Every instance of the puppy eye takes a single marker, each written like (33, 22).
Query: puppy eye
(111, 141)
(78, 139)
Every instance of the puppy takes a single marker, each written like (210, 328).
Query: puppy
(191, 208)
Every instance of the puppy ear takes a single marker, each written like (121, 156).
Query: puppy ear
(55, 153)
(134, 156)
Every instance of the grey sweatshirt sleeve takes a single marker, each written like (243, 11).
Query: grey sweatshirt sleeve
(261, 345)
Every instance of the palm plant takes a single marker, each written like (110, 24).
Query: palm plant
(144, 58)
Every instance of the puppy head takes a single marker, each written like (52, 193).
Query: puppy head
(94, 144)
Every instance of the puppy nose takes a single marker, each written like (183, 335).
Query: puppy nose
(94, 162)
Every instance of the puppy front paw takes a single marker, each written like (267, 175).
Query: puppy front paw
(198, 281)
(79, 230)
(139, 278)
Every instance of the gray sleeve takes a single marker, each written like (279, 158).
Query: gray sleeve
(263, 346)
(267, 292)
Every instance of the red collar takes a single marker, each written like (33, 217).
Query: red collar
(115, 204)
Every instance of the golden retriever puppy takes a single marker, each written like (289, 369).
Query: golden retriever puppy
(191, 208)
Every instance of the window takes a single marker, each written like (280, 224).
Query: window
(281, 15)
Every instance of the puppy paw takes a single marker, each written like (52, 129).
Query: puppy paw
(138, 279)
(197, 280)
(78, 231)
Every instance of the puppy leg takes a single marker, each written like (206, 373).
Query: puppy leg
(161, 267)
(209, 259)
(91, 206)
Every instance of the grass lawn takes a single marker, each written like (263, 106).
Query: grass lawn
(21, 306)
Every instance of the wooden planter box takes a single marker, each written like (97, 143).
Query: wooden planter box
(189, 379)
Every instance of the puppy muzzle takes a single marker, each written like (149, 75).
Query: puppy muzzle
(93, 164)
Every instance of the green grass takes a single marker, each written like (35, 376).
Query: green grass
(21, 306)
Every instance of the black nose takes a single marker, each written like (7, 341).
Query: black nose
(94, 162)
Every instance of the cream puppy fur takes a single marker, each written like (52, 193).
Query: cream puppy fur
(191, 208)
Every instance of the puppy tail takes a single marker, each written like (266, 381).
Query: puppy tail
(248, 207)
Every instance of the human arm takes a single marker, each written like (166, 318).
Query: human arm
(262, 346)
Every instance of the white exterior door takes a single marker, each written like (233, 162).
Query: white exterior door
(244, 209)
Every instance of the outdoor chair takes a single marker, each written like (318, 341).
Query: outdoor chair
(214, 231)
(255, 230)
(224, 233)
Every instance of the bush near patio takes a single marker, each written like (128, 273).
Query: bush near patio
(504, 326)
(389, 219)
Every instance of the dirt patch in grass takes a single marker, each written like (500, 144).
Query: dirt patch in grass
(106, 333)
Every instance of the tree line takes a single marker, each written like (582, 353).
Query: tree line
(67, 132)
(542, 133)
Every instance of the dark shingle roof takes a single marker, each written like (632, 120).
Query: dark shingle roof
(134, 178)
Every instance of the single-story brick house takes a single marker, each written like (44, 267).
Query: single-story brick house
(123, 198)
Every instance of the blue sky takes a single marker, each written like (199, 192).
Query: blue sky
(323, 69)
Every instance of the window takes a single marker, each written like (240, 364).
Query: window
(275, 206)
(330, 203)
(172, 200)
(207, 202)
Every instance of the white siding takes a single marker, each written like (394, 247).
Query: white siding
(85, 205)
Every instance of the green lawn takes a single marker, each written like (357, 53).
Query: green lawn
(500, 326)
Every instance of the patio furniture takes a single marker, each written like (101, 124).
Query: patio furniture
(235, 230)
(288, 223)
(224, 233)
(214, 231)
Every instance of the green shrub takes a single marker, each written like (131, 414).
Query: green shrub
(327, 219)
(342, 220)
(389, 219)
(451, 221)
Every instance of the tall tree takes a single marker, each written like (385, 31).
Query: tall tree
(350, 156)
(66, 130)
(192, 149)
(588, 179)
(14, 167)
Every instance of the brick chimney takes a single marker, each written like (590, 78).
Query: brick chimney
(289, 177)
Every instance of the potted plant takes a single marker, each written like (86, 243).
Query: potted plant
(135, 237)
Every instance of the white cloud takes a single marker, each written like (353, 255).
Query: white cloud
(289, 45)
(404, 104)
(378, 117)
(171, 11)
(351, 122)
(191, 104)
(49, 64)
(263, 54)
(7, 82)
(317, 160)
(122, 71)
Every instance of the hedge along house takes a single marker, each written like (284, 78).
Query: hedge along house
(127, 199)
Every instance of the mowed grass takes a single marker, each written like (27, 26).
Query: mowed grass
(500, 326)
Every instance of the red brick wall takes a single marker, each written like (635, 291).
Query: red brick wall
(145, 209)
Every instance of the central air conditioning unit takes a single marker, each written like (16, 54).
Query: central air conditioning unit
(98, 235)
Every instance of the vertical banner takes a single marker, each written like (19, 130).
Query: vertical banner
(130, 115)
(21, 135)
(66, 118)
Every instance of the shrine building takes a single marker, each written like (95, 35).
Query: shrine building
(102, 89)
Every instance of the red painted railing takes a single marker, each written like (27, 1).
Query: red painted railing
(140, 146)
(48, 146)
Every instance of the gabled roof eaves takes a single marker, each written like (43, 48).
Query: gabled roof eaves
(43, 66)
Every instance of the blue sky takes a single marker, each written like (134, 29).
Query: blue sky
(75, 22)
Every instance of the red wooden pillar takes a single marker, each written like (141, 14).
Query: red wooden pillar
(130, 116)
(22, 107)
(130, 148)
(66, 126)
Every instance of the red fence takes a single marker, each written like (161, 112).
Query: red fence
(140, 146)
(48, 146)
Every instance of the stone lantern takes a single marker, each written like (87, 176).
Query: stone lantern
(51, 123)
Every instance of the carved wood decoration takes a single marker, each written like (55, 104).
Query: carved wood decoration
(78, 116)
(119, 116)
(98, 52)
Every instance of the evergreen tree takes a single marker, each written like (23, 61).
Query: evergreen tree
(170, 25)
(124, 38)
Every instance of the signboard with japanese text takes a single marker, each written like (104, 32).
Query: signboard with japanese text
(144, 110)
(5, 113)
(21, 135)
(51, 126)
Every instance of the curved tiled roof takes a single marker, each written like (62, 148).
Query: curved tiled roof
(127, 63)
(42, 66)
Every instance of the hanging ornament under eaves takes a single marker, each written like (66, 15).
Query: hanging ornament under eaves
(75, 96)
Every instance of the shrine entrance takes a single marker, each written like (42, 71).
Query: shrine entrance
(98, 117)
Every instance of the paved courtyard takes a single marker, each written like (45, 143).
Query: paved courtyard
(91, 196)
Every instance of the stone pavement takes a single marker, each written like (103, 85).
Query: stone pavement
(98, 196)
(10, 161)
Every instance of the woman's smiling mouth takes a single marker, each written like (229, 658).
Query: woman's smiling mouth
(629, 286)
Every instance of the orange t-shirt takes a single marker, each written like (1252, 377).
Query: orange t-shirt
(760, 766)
★ ★ ★
Copy out all of the records above word for word, keeping every line in its original order.

Every instance of the puppy eye takes a single marker, each written like (33, 22).
Query: puppy eye
(111, 141)
(78, 139)
Every instance of the puppy takes a single marker, each written like (210, 328).
Query: puppy
(191, 208)
Every instance of the puppy ear takes a single marker, each written like (121, 156).
Query: puppy ear
(55, 153)
(134, 156)
Every instance of the grey sweatshirt sleeve takes a single marker, each written like (243, 11).
Query: grey sweatshirt sleeve
(261, 345)
Every instance of the palm plant takes a single marker, each written like (110, 24).
Query: palm plant
(144, 58)
Every instance of the puppy head takes a single marker, each written like (52, 193).
Query: puppy head
(94, 144)
Every instance of the puppy nose takes a single marker, each written like (183, 335).
Query: puppy nose
(94, 162)
Every instance of the puppy front paw takes a single marker, each written like (267, 175).
Query: puppy front paw
(198, 281)
(79, 230)
(139, 278)
Every instance of the gray sleeve takes a single marker, each written like (279, 158).
Query: gray sleeve
(263, 346)
(267, 292)
Every instance of the red collar takes a single marker, each written like (33, 217).
Query: red collar
(115, 204)
Every instance of the golden retriever puppy takes a single marker, each written like (289, 369).
Query: golden retriever puppy
(191, 208)
Every instance of the window takes a single marker, each written like (280, 224).
Query: window
(281, 15)
Every instance of the puppy paw takes a single marker, each written like (52, 129).
Query: puppy paw
(138, 279)
(197, 280)
(78, 231)
Every instance of the puppy leg takes a single marker, each written like (206, 373).
Query: puppy leg
(161, 267)
(209, 259)
(91, 206)
Every instance of the grass lawn takes a single marker, each written like (263, 106).
Query: grass lawn
(21, 306)
Every instance of the wooden planter box takes a single marker, each written like (97, 143).
Query: wooden planter box
(189, 379)
Every instance of the puppy muzzle takes a single marker, each written like (149, 75).
Query: puppy muzzle
(93, 164)
Every instance of the green grass takes a single marker, each written like (35, 376).
Query: green grass
(21, 306)
Every instance of the black nose takes a single marker, each written like (7, 341).
Query: black nose
(94, 162)
Every instance of the cream puppy fur takes a single marker, each written like (52, 193).
Query: cream puppy fur
(191, 208)
Every instance of the puppy tail takes a single marker, each written like (266, 381).
Query: puppy tail
(248, 207)
Every instance of the human arm takes a single marker, each written like (166, 318).
Query: human arm
(262, 346)
Every instance of the white exterior door takes a single marker, each written like (233, 162).
Query: white exterior door
(244, 209)
Every instance of the outdoor chair takes a single marker, each written like (318, 341).
Query: outdoor chair
(214, 231)
(255, 230)
(224, 233)
Every instance of the bush near patio takes a single marker, each written like (128, 273).
Query: bush near patio
(504, 326)
(389, 219)
Every instance of the dirt patch in grass takes a single marker, each written like (500, 144).
Query: dirt patch in grass
(106, 333)
Every instance of the tree line takes a single marker, each written like (582, 353).
Query: tree line
(67, 132)
(542, 133)
Every instance of the dark shingle roof takes a single marker, each written like (632, 120).
Query: dark shingle roof
(134, 178)
Every instance of the single-story brick house takes a single marker, each written like (44, 267).
Query: single-story brick house
(123, 198)
Every instance of the blue sky takes a single marker, each written like (199, 192).
Query: blue sky
(323, 69)
Every instance of the window takes a single marker, each written like (240, 364).
Query: window
(275, 206)
(330, 203)
(172, 200)
(207, 202)
Every instance of the white siding takes a single marker, each written like (394, 247).
Query: white siding
(85, 205)
Every instance of the green lawn takes a single marker, each written like (357, 53).
Query: green lawn
(500, 326)
Every instance of the patio furniture takes a single marker, each written like (101, 124).
Query: patio furniture
(235, 230)
(288, 223)
(224, 233)
(214, 231)
Every instance of the green shrub takes a single marker, each written like (131, 414).
Query: green shrub
(327, 219)
(342, 220)
(389, 219)
(451, 221)
Every instance of the tall tree takes a single marker, each written like (385, 31).
Query: tall tree
(350, 156)
(66, 130)
(192, 149)
(588, 179)
(14, 167)
Every instance of the brick chimney takes a single marker, each written like (590, 78).
Query: brick chimney
(289, 177)
Every instance of the potted plant takes a single marker, each written like (86, 243).
Query: potted plant
(135, 237)
Every instance of the white cloud takes a single marker, each written like (353, 255).
Query: white cloud
(289, 45)
(404, 104)
(378, 117)
(171, 11)
(351, 122)
(191, 104)
(49, 64)
(263, 54)
(7, 82)
(317, 160)
(122, 71)
Every instance of the hedge along house takes a single marker, each written like (284, 78).
Query: hedge along house
(127, 199)
Every instance of the mowed grass takes a single marker, each written like (27, 26).
Query: mowed grass
(500, 326)
Every instance of the red brick wall takes a single marker, each written like (635, 291).
Query: red brick wall
(145, 209)
Every instance of the central air conditioning unit takes a single marker, each written like (16, 54).
Query: central air conditioning unit
(98, 235)
Every instance of the vertical banner takes a single marker, each written like (19, 130).
Query: vertical banner
(130, 115)
(21, 135)
(66, 118)
Every instance of the shrine building takes a single marker, each written like (95, 35).
Query: shrine building
(102, 89)
Every instance of the red painted railing takes a single marker, each written like (27, 1).
Query: red painted railing
(140, 146)
(48, 146)
Every instance of the gabled roof eaves takes a single marker, each written like (43, 48).
Query: gabled roof eaves
(43, 66)
Every instance of the blue sky takes a single marker, each written like (134, 29).
Query: blue sky
(75, 22)
Every instance of the red wooden pillar takes a single marker, each written like (141, 14).
Query: red wooden pillar
(130, 116)
(22, 107)
(130, 148)
(66, 126)
Every instance of the red fence takes a single marker, each written like (161, 112).
Query: red fence
(140, 146)
(48, 146)
Every instance of the stone lantern takes a single marker, each written like (87, 176).
Query: stone lantern
(51, 123)
Every instance of the carved wood decoration takes a single marker, each written like (55, 104).
Query: carved wood decoration
(78, 116)
(119, 116)
(98, 52)
Every instance of the evergreen tree takes a single marker, each written like (23, 61).
Query: evergreen tree
(170, 25)
(124, 38)
Every instance of the signboard with japanese text takes a single marker, each written like (104, 32).
Query: signboard with japanese text
(144, 110)
(5, 113)
(21, 135)
(51, 126)
Every instance of the curved tiled roof takes a single marker, each written like (62, 148).
Query: curved tiled roof
(127, 63)
(42, 66)
Every instance of the hanging ornament under eaves takes a single marker, each written like (66, 15).
Query: hanging ornament under eaves
(75, 96)
Every instance of the shrine entrance takes a single marker, each written like (42, 71).
Query: shrine entrance
(98, 117)
Every instance of the paved courtyard takes a single marker, each written like (45, 143).
Query: paved courtyard
(91, 196)
Every instance of the stone pavement takes a single marker, each written like (103, 85).
Query: stone pavement
(98, 196)
(10, 161)
Every instance of the woman's smiling mouth takes a single marker, each written like (229, 658).
Query: woman's smiling mouth
(629, 286)
Every instance of the orange t-shirt takes a single marker, each written like (1252, 377).
Query: orange t-shirt
(760, 766)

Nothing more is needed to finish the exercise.